## Brief
Every line of the material below should be repeated exactly.

------ Supplied data ------

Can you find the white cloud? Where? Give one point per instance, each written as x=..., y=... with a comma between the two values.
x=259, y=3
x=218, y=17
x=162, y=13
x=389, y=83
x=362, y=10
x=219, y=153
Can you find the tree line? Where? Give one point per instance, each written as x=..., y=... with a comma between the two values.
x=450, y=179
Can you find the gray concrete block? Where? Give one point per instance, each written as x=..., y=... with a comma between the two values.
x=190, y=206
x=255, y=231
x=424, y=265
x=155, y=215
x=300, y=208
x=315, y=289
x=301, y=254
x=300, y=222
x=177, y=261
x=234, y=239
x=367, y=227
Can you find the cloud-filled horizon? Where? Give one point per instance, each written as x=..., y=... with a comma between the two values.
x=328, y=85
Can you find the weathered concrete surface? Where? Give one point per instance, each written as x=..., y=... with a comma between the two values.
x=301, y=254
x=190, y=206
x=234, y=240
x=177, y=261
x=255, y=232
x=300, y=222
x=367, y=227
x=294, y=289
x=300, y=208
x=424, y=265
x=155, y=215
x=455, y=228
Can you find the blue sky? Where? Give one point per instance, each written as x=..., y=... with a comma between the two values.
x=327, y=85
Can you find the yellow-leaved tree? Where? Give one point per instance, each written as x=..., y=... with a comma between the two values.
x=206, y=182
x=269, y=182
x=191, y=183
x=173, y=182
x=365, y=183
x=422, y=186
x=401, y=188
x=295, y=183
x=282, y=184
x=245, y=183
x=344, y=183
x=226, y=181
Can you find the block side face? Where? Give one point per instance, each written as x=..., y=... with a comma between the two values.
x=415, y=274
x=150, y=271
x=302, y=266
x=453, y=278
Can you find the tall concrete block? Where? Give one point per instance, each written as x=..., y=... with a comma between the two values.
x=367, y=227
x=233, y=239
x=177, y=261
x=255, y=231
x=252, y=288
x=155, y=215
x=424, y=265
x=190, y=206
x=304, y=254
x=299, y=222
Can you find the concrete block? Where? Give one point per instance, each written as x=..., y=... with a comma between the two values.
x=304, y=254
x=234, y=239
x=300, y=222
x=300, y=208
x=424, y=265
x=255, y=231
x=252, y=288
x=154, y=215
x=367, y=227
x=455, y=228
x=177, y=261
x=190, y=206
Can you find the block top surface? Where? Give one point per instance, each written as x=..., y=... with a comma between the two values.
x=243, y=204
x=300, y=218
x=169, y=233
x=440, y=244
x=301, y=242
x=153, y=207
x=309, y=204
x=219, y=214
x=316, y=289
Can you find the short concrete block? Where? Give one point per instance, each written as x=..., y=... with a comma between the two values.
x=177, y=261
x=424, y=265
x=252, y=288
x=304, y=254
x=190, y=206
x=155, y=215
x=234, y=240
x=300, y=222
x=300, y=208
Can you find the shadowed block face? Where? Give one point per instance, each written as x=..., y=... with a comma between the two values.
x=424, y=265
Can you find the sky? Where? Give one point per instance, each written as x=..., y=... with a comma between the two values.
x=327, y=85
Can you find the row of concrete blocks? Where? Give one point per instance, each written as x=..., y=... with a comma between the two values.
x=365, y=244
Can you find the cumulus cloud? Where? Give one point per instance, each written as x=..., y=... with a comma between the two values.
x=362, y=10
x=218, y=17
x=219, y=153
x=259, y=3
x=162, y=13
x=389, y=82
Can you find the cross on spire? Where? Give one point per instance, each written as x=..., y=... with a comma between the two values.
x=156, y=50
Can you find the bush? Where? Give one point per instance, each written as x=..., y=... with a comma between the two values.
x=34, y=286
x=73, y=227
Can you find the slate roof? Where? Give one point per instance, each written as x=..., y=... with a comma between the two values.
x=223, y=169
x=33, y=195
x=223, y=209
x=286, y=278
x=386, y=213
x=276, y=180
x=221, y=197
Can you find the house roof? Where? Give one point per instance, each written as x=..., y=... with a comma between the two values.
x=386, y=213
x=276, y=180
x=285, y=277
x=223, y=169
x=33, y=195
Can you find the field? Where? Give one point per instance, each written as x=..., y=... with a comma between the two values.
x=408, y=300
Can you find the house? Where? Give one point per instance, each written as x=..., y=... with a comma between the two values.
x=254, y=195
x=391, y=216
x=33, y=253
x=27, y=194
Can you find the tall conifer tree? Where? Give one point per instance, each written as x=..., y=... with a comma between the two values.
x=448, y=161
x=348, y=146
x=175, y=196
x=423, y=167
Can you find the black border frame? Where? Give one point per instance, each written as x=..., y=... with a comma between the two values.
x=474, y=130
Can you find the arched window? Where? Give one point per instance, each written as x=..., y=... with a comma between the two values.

------

## Response to this task
Can you find the white cloud? Where? Give one point per instance, each written as x=..., y=... with a comma between the two values.
x=259, y=3
x=218, y=17
x=162, y=13
x=389, y=83
x=362, y=10
x=219, y=153
Can you find the tree line? Where? Give one point per instance, each written as x=..., y=... with a comma between the two values.
x=450, y=179
Can you find the gray concrete block? Where? Give one point per instance, each written as x=..., y=... with a comma between the two values.
x=190, y=206
x=255, y=231
x=424, y=265
x=155, y=215
x=300, y=208
x=315, y=289
x=301, y=254
x=300, y=222
x=177, y=261
x=234, y=239
x=367, y=227
Can you find the cloud-filled horizon? Where? Give one point per instance, each written as x=..., y=... with a comma between the two values.
x=328, y=85
Can you find the weathered concrete surface? Where? Give one point per instance, each written as x=..., y=... with a comma between the two values.
x=301, y=254
x=190, y=206
x=234, y=240
x=177, y=261
x=255, y=232
x=300, y=222
x=367, y=227
x=294, y=289
x=300, y=208
x=424, y=265
x=155, y=215
x=455, y=228
Can you find the blue sky? Where? Give one point per instance, each written as x=..., y=... with a comma between the two values.
x=327, y=85
Can you find the yellow-leaved tree? Where? Give one point per instance, each written as x=..., y=... with a comma between the two values.
x=206, y=182
x=269, y=182
x=191, y=183
x=173, y=182
x=365, y=183
x=422, y=186
x=401, y=188
x=295, y=183
x=282, y=184
x=245, y=183
x=344, y=183
x=226, y=181
Can you find the block side face? Where? Give one point per instance, each written as x=..., y=... with a comma between the two values.
x=415, y=274
x=150, y=271
x=302, y=266
x=453, y=278
Can you find the tall concrete block? Where? Give one point per instance, each written as x=..., y=... with a comma between the two values.
x=367, y=227
x=233, y=239
x=177, y=261
x=255, y=231
x=252, y=288
x=155, y=215
x=424, y=265
x=190, y=206
x=304, y=254
x=299, y=222
Can you find the concrete block? Where? Give one point per instance, each written as x=..., y=... with a comma between the two values.
x=304, y=254
x=234, y=239
x=300, y=222
x=300, y=208
x=424, y=265
x=255, y=231
x=252, y=288
x=154, y=215
x=367, y=227
x=455, y=228
x=177, y=261
x=190, y=206
Can you find the block top surface? Where? Give one point per instance, each written as x=..., y=... with a comma between the two values.
x=243, y=204
x=300, y=218
x=169, y=233
x=440, y=244
x=301, y=242
x=153, y=207
x=309, y=204
x=219, y=214
x=316, y=289
Can you find the short concrete block? Where? Give one point per instance, each written as x=..., y=... with a comma between the two values.
x=177, y=261
x=424, y=265
x=252, y=288
x=304, y=254
x=190, y=206
x=155, y=215
x=234, y=240
x=300, y=222
x=300, y=208
Can you find the shadowed block face? Where? Give one point per instance, each written as x=..., y=... with a comma between the two values.
x=424, y=265
Can you find the sky? Where? Give one point per instance, each written as x=..., y=... with a comma between the two values.
x=327, y=85
Can you find the row of concrete blocks? Where? Give one point per instance, each written as x=..., y=... with a comma between the two values.
x=365, y=244
Can you find the cumulus cloud? Where? Give one point per instance, each written as x=..., y=... with a comma between the two values.
x=362, y=10
x=218, y=17
x=219, y=153
x=259, y=3
x=162, y=13
x=389, y=82
Can you find the cross on spire? Where? Give one point per instance, each written as x=..., y=... with a comma between the two values.
x=156, y=50
Can you find the bush? Where? Give one point per instance, each written as x=..., y=... with a comma between the two values.
x=34, y=286
x=73, y=227
Can you find the slate roof? Where? Give one point per instance, each written as x=..., y=... with a comma between the two values.
x=223, y=169
x=33, y=195
x=223, y=209
x=286, y=278
x=386, y=213
x=276, y=180
x=221, y=197
Can you find the house roof? Where? Give one point per instance, each written as x=..., y=... with a comma between the two values.
x=386, y=213
x=276, y=180
x=285, y=277
x=223, y=169
x=33, y=195
Can you find the field? Where? Give one point per instance, each written as x=..., y=... with a comma between the two values.
x=408, y=300
Can you find the house? Where? Give one point per instance, each written as x=..., y=... with a comma between the two values.
x=254, y=195
x=391, y=216
x=33, y=253
x=27, y=194
Can you find the tall conifer tree? Where? Give one point per instance, each written as x=..., y=... with a comma between the two values.
x=448, y=161
x=348, y=146
x=175, y=196
x=423, y=167
Can you find the black border frame? Where? Give one point per instance, each written as x=..., y=... with a comma between the two values.
x=474, y=130
Can you find the arched window? Where? Give one point per instance, each written as x=..., y=... with a comma between the two values.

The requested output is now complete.